- _Seu objetivo_: Reproduza sem alterações a parte do texto sobre filtros solares que vai de "Publicações recentes reforçam" até "sobre a pele.", inclusive.

- _Texto_:

┏━━

Publicações recentes reforçam a importância da aplicação uniforme, em quantidade adequada e a reaplicação periódica (a cada 2 horas). Não se deve deixar lacunas sobre a pele quando se espalha o filtro solar e toda área exposta deve ser contemplada. O filme ideal sobre a pele deve ter continuidade, espessura constante e distribuição fina e homogênea dos filtros UV, o que é dificultado pelo fato da pele não ser lisa e plana. Novas tecnologias baseadas em polímeros semicristalinos, por exemplo, estabilizam os filtros na formulação sem o auxílio de surfactantes resultando em um filme com espessura constante, cobertura uniforme e uma distribuição homogênea dos filtros sobre a pele.
Alguns veículos, principalmente pela quantidade em que tendem a ser aplicados, requerem orientação especial dos dermatologistas. Os filtros solares em pós cosméticos não devem substituir os fotoprotetores tópicos tradicionais em razão de sua menor eficácia protetora, mas são ótimas opções para reforçar a proteção UV; incrementar o aspecto visual, reduzindo o brilho da pele, uniformizando cor e textura da pele. Os filtros solares em spray provaram ser tão eficazes quanto às loções quando aplicados corretamente, com aceitação crescente pelos usuários, porém com resultados práticos questionáveis devido à dificuldade de cobrir adequadamente todas as partes expostas, distribuindo o produto uniformemente e na quantidade preconizada.

┗━━

- _Seção de dados_:
┏━━

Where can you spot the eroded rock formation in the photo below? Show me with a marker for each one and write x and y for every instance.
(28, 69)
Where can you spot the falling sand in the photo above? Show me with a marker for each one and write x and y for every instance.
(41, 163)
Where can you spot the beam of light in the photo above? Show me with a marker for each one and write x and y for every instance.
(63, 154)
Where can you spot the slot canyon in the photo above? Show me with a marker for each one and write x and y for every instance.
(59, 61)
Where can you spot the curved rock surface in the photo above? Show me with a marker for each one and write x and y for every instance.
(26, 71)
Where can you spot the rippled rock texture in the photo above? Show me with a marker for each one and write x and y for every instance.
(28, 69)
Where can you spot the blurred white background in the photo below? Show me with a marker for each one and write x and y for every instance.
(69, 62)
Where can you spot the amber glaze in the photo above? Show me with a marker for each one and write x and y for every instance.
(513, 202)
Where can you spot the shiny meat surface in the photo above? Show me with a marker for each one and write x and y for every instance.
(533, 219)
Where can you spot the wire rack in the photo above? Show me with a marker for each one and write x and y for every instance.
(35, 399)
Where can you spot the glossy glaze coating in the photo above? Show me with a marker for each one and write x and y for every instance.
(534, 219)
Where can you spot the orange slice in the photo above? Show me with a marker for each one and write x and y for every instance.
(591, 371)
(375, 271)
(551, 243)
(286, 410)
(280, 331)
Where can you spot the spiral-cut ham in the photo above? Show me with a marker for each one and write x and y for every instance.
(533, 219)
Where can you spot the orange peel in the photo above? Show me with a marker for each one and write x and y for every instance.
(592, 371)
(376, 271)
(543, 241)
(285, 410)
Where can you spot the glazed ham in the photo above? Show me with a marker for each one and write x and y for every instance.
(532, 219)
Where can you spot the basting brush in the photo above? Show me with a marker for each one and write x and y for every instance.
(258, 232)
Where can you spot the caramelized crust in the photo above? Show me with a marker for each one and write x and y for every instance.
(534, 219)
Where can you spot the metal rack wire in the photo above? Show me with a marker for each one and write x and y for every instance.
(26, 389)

┗━━
┏━━

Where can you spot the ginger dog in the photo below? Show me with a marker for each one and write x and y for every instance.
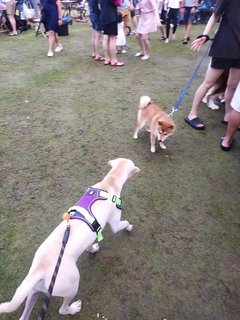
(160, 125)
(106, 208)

┗━━

- _Resposta_:
Publicações recentes reforçam a importância da aplicação uniforme, em quantidade adequada e a reaplicação periódica (a cada 2 horas). Não se deve deixar lacunas sobre a pele quando se espalha o filtro solar e toda área exposta deve ser contemplada. O filme ideal sobre a pele deve ter continuidade, espessura constante e distribuição fina e homogênea dos filtros UV, o que é dificultado pelo fato da pele não ser lisa e plana. Novas tecnologias baseadas em polímeros semicristalinos, por exemplo, estabilizam os filtros na formulação sem o auxílio de surfactantes resultando em um filme com espessura constante, cobertura uniforme e uma distribuição homogênea dos filtros sobre a pele.